= Text-to-region grounding data =
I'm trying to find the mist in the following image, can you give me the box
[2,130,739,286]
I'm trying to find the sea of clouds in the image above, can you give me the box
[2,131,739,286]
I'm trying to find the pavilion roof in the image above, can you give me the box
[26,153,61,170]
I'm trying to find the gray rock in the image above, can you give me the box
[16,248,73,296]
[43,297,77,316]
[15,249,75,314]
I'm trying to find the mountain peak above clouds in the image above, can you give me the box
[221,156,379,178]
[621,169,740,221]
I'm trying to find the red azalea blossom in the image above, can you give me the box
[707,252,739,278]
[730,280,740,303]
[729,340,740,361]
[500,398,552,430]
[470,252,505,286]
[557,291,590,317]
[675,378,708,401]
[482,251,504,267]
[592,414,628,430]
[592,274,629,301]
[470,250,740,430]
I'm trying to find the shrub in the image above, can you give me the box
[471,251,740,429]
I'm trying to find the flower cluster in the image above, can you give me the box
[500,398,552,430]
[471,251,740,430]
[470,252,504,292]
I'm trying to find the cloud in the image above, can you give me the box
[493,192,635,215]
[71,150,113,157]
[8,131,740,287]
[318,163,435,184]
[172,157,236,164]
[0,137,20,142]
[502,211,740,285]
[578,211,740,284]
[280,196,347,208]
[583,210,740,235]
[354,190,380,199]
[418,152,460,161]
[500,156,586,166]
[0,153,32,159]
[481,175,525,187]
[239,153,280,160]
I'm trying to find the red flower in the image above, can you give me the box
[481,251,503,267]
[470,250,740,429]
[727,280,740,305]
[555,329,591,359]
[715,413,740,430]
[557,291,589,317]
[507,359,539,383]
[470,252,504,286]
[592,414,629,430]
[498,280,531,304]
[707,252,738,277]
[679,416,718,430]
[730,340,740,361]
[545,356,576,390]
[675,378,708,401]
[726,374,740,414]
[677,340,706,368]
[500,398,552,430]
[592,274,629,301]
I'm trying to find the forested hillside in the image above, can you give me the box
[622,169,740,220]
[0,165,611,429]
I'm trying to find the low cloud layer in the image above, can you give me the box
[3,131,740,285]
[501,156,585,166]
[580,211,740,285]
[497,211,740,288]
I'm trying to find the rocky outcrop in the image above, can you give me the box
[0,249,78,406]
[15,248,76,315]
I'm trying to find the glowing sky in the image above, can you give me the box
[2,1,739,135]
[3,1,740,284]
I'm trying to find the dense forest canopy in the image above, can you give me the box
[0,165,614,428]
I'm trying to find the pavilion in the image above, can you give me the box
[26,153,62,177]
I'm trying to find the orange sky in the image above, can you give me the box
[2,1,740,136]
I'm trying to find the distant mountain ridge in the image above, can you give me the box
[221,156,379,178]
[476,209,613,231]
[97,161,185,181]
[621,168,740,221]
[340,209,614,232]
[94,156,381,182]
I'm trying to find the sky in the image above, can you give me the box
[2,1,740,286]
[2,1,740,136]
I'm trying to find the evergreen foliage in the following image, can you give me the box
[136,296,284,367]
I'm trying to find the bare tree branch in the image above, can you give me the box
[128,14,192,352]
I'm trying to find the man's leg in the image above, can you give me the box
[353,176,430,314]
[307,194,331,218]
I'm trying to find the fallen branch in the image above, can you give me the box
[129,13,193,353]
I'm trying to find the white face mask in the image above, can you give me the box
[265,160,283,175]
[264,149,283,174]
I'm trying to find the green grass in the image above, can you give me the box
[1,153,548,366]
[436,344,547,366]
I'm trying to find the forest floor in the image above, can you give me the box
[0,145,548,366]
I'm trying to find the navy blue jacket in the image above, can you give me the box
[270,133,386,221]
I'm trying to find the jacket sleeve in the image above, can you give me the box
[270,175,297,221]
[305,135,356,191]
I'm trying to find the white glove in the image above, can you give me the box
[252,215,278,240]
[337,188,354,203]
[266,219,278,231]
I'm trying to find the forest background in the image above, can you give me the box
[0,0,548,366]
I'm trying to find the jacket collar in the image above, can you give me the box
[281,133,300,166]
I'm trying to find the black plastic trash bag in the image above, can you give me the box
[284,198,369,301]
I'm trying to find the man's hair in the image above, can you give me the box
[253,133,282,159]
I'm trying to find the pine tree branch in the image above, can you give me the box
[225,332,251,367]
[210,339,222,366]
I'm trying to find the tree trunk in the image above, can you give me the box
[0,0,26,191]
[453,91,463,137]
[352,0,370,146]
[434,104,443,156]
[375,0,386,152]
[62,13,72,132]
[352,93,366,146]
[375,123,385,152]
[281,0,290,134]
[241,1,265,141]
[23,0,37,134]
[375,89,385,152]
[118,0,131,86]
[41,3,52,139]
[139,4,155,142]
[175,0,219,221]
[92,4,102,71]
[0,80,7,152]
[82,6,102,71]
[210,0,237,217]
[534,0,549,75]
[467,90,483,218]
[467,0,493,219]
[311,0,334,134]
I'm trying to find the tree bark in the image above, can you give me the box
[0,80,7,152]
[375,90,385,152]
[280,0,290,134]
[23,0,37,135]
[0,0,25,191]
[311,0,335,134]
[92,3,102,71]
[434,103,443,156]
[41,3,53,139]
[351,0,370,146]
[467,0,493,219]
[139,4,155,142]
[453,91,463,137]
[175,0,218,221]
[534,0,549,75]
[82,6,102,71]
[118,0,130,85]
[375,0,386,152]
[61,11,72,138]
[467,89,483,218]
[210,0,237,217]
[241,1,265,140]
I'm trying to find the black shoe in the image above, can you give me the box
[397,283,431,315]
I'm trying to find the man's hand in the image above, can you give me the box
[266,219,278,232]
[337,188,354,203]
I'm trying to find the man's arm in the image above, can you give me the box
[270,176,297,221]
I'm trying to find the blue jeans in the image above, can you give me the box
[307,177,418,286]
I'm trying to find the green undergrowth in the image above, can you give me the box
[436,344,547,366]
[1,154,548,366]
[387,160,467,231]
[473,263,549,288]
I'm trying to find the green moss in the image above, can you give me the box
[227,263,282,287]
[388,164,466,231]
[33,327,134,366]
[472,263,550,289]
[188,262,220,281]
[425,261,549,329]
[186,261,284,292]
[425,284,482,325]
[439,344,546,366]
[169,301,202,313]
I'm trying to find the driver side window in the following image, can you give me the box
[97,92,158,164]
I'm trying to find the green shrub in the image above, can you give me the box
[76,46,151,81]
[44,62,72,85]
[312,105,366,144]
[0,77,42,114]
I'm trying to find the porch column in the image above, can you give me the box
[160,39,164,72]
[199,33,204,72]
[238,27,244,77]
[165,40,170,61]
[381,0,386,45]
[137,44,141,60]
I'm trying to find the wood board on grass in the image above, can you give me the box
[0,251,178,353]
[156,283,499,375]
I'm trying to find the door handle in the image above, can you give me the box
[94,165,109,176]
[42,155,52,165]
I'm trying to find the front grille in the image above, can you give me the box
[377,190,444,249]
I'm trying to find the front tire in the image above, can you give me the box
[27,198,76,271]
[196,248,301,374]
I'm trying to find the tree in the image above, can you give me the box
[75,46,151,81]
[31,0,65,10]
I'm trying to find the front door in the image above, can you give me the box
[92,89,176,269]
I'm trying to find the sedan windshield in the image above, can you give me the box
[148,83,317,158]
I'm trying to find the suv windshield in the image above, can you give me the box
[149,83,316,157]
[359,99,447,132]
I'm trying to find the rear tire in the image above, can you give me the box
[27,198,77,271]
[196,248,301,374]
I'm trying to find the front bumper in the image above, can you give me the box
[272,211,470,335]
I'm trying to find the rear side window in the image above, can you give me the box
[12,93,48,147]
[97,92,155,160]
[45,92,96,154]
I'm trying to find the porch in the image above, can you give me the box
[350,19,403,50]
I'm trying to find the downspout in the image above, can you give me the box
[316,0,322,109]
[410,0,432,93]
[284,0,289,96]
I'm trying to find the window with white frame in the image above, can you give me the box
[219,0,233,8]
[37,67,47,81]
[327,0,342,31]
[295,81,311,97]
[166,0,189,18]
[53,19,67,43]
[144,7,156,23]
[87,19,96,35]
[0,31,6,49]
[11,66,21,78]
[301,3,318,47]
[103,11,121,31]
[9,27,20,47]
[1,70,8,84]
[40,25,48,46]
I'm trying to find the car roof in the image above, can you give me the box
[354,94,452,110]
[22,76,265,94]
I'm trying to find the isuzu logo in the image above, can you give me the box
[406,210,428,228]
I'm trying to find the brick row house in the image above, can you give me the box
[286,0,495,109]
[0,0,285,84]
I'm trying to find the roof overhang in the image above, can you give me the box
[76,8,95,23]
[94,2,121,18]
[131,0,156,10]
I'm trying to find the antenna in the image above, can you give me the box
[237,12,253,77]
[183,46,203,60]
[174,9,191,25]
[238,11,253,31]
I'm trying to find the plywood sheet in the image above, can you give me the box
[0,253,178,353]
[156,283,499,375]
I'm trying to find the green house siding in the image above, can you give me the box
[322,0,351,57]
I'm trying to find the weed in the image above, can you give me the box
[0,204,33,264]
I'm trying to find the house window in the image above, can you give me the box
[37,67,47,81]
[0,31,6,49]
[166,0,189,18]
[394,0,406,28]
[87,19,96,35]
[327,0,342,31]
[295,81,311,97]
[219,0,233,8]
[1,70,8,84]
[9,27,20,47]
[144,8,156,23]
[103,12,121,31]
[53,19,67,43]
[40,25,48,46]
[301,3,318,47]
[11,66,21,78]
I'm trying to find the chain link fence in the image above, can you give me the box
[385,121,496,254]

= ACTIVITY =
Each of the lines from the one holding "I'm trying to find the green house" through the final line of the entries is to be set down exactly, and no others.

= OUTPUT OF THE TASK =
I'm trying to find the green house siding in the image above, can you give me the box
[322,0,351,57]
I'm trying to find the weed in the image above, can you give me the box
[0,204,33,264]
I'm trying to find the house window in the image above, can you give me the box
[37,67,47,81]
[0,31,6,49]
[166,0,189,18]
[394,0,406,28]
[87,19,96,35]
[327,0,342,31]
[295,81,311,97]
[219,0,233,8]
[1,70,8,84]
[9,27,20,47]
[144,8,156,23]
[103,12,121,31]
[53,19,67,43]
[40,25,48,46]
[301,3,318,47]
[11,66,21,78]
I'm trying to find the chain link fence in the image above, can you give me the box
[385,121,496,254]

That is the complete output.